**Given problem**
Produce an exact copy of all the records.
BEGIN Excerpted data
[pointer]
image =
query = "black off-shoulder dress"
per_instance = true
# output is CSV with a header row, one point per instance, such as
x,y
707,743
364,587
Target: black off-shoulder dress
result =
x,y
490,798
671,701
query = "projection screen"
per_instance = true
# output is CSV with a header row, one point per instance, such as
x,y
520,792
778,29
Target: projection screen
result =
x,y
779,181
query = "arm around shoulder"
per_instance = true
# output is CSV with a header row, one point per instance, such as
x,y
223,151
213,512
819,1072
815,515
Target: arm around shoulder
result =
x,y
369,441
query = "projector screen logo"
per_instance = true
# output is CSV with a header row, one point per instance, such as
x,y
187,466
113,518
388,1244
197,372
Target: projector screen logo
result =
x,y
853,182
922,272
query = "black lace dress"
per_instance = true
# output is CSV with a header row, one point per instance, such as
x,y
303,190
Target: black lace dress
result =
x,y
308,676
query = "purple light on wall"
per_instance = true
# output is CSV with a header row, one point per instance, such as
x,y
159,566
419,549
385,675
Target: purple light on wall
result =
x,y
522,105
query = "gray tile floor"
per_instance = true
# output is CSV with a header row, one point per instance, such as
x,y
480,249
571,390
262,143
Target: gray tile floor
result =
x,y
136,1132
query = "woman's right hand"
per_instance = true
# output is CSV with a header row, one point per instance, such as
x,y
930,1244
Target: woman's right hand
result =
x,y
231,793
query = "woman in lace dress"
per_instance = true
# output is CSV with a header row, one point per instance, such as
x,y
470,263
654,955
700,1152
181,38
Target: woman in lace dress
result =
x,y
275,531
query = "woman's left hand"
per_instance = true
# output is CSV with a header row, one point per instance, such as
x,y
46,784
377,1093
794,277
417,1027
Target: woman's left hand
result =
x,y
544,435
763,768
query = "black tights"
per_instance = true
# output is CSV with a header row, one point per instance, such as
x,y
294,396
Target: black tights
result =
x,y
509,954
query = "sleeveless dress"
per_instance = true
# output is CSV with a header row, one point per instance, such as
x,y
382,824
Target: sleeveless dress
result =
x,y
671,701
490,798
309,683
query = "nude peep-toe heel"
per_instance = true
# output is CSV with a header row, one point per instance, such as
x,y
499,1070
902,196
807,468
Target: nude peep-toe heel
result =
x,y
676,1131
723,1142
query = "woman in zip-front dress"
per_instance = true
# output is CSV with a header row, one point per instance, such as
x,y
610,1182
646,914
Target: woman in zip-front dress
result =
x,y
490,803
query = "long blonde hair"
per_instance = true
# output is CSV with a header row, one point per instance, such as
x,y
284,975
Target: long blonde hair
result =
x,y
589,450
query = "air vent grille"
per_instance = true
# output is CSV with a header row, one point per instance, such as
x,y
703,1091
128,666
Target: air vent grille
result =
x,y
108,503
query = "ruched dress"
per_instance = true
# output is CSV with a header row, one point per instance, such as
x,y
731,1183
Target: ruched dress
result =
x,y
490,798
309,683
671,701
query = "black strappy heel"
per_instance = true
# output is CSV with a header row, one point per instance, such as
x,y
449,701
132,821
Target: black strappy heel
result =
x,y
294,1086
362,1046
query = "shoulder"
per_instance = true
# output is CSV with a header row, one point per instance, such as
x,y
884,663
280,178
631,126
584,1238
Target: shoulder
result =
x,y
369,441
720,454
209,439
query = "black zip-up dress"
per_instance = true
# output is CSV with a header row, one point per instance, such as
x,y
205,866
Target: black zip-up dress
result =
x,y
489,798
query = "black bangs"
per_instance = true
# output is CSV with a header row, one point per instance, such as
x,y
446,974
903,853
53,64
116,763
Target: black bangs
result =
END Excerpted data
**Worked answer**
[pointer]
image =
query = "black off-shoulder dress"
per_instance = true
# output is CSV with a header row, one point per instance, such as
x,y
707,743
364,587
Target: black off-shoulder dress
result =
x,y
490,798
671,701
query = "projection screen"
per_instance = true
# output is CSV with a header row, one point per instance, such as
x,y
520,792
778,29
Target: projection screen
result =
x,y
779,181
query = "arm around shoulder"
per_instance = true
# output is CSV with a header row, one point per instance, such as
x,y
223,151
213,512
819,1072
815,515
Target: arm around shoulder
result =
x,y
369,441
query = "projector screen logo"
per_instance = true
# output is CSV with a header row, one point per instance, such as
x,y
187,466
113,518
388,1244
197,372
Target: projector screen logo
result =
x,y
853,182
922,272
query = "black lace dress"
per_instance = true
# output is CSV with a header row, one point per instance, such as
x,y
303,190
Target: black lace dress
result =
x,y
308,676
query = "purple light on wall"
per_instance = true
# output is CSV with a header row, one point per instance, such as
x,y
159,566
419,549
385,675
Target: purple light on wall
result =
x,y
522,105
query = "gray tile floor"
per_instance = true
# output is CSV with a header row, one point per instance, such as
x,y
480,249
571,390
262,143
Target: gray tile floor
result =
x,y
136,1132
query = "woman's right hand"
per_instance = true
# output is CSV with a header row, one point per instance, such as
x,y
930,1244
Target: woman's right hand
result =
x,y
231,793
query = "woman in lace dress"
per_instance = true
# output is CSV with a header row, one point per instance, such as
x,y
470,263
654,955
700,1152
181,38
Target: woman in lace dress
result =
x,y
275,531
query = "woman's left hand"
per_instance = true
# output is CSV with a header row, one point per instance, such as
x,y
46,784
377,1093
794,277
417,1027
Target: woman's left hand
result =
x,y
544,435
763,768
query = "black tights"
per_instance = true
# output is CSV with a header row, one point per instance, such as
x,y
294,396
Target: black tights
result =
x,y
509,954
query = "sleeveless dress"
per_instance = true
# output is CSV with a header row, one point per instance, such as
x,y
382,824
Target: sleeveless dress
result =
x,y
671,701
490,798
309,683
query = "nude peep-toe heel"
per_instance = true
# output is CSV with a header row, one point per instance, such as
x,y
499,1070
902,196
807,468
Target: nude peep-toe heel
result =
x,y
676,1131
723,1142
query = "woman in zip-front dress"
per_instance = true
# output is CSV with a header row, one point per instance, such as
x,y
610,1182
646,914
Target: woman in zip-front dress
result =
x,y
490,803
query = "long blonde hair"
per_instance = true
# output is CSV with a header row, one point per instance, such as
x,y
284,975
Target: long blonde hair
result =
x,y
589,450
query = "air vent grille"
per_instance = true
# output is CSV with a header row, one point per instance, such as
x,y
703,1091
128,666
Target: air vent grille
result =
x,y
108,503
query = "ruched dress"
per_instance = true
# output is CSV with a header row, one point per instance, such as
x,y
731,1183
Target: ruched dress
result =
x,y
490,798
309,683
671,701
query = "black strappy heel"
per_instance = true
# output is CSV with a header row, one point per instance, such as
x,y
449,701
132,821
Target: black strappy heel
result =
x,y
294,1086
362,1046
query = "shoulder"
per_instance = true
# output is CSV with a header row, one point per instance, such as
x,y
884,663
280,178
631,126
584,1238
Target: shoulder
result =
x,y
369,441
720,454
209,439
query = "black zip-up dress"
per_instance = true
# output is CSV with a header row, one point per instance, such as
x,y
205,866
Target: black zip-up dress
result =
x,y
489,798
query = "black bangs"
per_instance = true
# output is CSV with a header row, one point per instance, such as
x,y
446,974
903,853
53,64
116,763
Target: black bangs
result =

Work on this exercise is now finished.